- Short problem
Pick out each line of the data below that contains the word "jacket" and copy those lines.

- Extracted entries

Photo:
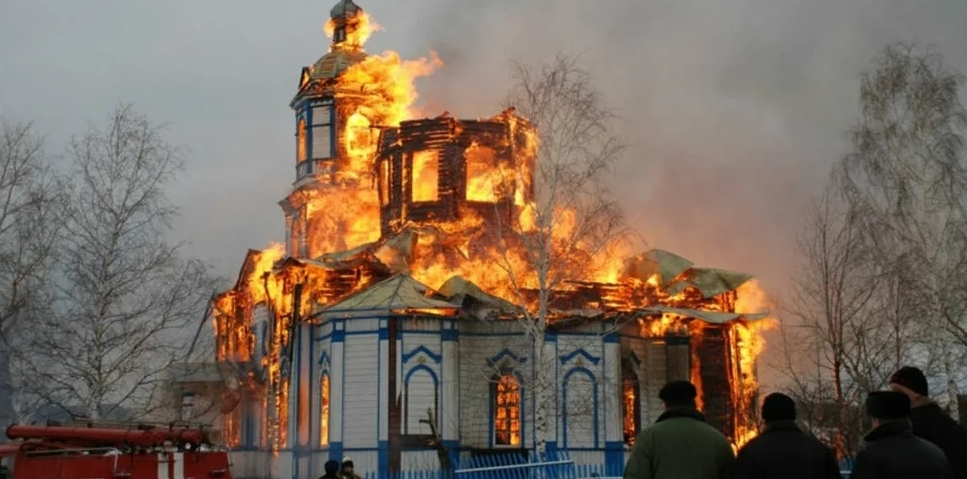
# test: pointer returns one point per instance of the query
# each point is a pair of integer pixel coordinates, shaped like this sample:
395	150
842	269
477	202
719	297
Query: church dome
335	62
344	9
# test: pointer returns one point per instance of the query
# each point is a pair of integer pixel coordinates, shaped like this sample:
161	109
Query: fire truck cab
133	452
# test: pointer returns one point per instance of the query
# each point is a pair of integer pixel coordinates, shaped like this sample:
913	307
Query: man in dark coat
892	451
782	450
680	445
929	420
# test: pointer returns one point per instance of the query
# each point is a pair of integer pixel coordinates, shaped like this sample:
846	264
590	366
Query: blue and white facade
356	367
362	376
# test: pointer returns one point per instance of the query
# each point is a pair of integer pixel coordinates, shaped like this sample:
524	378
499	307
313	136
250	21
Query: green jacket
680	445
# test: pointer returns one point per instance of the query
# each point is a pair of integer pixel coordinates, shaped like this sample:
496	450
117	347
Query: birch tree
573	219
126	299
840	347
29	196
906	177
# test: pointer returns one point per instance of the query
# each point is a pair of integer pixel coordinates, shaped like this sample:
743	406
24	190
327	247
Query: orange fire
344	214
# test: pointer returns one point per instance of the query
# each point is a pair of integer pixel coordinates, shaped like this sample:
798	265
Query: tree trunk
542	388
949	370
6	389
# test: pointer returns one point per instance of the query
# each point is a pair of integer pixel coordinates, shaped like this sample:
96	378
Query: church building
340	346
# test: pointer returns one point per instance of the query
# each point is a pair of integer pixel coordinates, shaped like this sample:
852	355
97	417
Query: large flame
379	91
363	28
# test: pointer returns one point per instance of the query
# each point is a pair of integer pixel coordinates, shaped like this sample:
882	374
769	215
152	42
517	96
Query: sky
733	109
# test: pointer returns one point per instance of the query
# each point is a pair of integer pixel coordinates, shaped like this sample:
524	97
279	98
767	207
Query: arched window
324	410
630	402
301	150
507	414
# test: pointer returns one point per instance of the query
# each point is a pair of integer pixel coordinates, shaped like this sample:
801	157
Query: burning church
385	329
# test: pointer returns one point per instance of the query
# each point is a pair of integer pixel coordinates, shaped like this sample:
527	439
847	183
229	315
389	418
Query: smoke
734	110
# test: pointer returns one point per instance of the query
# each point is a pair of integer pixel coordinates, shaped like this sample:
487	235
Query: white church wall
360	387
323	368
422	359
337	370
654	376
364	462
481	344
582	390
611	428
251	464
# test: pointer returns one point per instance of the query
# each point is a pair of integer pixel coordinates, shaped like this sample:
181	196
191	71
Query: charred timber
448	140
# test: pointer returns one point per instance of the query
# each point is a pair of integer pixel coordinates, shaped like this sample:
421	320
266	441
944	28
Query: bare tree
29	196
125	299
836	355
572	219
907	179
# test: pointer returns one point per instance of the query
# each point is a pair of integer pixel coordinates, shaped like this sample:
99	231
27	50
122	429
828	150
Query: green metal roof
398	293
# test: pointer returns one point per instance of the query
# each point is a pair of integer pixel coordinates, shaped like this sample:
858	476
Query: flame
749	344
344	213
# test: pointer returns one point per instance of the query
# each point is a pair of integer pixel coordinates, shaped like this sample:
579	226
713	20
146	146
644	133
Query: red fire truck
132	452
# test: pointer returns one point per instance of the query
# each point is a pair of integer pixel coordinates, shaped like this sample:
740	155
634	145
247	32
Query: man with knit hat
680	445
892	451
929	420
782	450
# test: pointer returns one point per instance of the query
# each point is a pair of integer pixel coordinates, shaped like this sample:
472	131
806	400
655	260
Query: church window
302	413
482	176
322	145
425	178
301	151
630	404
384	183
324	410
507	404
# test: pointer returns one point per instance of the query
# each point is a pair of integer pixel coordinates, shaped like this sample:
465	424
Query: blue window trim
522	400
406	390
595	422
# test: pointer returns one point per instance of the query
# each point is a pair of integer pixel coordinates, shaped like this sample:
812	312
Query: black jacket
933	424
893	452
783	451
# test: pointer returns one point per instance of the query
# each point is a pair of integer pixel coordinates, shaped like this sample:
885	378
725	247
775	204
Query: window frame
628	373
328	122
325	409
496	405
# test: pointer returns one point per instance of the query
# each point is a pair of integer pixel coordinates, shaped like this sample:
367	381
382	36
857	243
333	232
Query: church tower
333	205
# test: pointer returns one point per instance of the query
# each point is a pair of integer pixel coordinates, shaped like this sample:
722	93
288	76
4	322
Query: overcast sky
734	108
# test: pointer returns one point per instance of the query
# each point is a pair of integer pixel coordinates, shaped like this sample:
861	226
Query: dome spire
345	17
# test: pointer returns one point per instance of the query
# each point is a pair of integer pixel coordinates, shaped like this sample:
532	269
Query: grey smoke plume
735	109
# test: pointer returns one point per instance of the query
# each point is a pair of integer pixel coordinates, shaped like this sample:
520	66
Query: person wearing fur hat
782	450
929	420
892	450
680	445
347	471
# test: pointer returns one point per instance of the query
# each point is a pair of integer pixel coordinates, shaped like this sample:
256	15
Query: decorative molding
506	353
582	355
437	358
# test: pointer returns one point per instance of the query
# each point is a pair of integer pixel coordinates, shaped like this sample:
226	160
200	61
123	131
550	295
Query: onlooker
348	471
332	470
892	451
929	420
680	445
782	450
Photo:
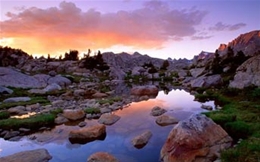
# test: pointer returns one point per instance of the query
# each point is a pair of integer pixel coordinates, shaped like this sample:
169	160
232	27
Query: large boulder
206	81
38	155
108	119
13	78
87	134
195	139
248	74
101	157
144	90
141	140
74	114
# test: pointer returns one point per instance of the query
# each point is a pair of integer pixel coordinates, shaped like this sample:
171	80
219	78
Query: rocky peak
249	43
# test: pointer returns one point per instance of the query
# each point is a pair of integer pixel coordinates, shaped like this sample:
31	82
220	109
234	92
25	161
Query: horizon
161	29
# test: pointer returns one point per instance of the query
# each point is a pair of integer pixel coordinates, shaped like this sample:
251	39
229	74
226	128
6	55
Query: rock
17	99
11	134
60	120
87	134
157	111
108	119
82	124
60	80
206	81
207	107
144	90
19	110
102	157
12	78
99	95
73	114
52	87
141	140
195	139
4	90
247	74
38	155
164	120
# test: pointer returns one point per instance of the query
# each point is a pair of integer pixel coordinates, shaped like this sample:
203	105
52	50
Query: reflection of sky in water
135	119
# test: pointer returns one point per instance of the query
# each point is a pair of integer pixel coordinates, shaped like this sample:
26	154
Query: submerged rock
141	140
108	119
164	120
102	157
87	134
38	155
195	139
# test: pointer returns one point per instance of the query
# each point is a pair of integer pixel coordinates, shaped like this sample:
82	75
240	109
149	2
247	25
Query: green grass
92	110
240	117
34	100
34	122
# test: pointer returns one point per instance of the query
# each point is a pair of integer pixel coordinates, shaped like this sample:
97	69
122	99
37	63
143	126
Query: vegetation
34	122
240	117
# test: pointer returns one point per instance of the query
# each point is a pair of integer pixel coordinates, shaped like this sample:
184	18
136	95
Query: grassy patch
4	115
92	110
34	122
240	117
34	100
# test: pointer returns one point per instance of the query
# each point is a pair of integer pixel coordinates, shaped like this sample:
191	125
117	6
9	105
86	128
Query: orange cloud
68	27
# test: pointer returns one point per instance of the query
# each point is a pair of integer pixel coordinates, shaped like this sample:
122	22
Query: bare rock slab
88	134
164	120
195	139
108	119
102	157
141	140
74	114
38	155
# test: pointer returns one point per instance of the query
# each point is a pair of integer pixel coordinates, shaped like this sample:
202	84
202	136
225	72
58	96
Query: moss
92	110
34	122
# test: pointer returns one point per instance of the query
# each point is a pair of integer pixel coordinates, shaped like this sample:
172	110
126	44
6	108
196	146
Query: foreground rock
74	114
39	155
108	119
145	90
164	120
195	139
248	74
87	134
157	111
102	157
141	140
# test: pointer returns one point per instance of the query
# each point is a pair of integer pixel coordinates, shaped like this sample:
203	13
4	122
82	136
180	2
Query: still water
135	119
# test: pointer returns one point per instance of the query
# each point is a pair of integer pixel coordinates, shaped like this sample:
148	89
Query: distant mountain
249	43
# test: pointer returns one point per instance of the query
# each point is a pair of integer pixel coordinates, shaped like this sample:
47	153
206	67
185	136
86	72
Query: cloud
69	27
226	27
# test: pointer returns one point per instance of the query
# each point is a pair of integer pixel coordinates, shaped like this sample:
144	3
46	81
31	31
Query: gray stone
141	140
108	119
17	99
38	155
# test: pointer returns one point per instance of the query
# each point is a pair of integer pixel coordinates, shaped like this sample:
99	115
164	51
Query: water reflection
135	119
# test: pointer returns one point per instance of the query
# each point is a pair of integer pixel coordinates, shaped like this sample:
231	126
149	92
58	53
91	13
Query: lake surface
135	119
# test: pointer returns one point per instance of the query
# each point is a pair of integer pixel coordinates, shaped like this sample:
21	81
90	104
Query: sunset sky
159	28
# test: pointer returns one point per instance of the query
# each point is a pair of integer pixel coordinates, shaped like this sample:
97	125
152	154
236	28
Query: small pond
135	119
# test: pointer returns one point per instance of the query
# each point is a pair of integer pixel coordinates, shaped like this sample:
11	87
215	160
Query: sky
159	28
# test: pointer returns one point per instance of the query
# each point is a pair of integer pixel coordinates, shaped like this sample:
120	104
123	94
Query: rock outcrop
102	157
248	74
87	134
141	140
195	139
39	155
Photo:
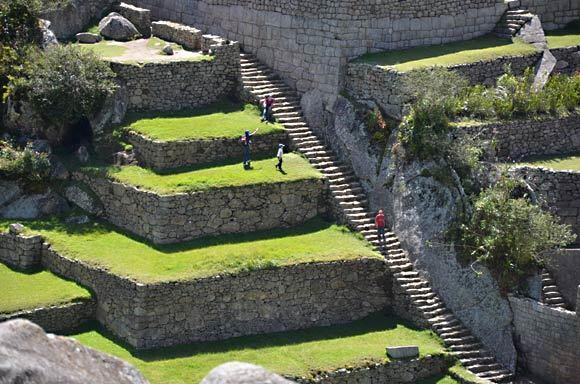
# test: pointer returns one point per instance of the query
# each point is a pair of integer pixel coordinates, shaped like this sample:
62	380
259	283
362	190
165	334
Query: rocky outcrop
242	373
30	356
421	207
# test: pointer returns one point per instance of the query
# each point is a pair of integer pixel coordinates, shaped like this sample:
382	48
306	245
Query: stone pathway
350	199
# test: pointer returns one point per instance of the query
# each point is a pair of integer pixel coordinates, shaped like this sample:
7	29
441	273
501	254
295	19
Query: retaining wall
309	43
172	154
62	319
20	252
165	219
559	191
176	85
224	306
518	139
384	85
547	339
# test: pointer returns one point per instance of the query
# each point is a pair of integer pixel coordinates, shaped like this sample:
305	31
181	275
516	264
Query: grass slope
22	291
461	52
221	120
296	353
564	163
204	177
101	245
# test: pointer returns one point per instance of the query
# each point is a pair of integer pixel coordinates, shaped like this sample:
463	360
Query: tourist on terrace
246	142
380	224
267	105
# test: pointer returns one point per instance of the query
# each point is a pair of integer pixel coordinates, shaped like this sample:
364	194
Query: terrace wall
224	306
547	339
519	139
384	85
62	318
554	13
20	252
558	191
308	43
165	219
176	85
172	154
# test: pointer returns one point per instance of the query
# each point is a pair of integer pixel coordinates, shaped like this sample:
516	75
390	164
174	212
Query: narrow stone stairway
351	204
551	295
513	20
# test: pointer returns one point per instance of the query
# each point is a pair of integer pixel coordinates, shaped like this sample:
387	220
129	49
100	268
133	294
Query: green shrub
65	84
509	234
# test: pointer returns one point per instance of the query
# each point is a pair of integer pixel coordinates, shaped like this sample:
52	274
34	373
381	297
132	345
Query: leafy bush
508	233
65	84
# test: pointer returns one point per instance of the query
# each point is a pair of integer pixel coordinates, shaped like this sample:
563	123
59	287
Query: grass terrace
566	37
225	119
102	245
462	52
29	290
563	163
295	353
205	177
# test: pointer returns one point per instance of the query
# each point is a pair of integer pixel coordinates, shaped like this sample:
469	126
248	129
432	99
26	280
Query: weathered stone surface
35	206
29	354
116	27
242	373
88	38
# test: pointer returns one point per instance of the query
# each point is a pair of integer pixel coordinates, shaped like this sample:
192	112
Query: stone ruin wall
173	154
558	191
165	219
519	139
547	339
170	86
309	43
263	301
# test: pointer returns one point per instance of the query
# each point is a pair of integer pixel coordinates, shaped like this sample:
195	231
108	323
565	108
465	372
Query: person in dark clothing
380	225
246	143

- Written answer
Query: green jacket
Query: black jacket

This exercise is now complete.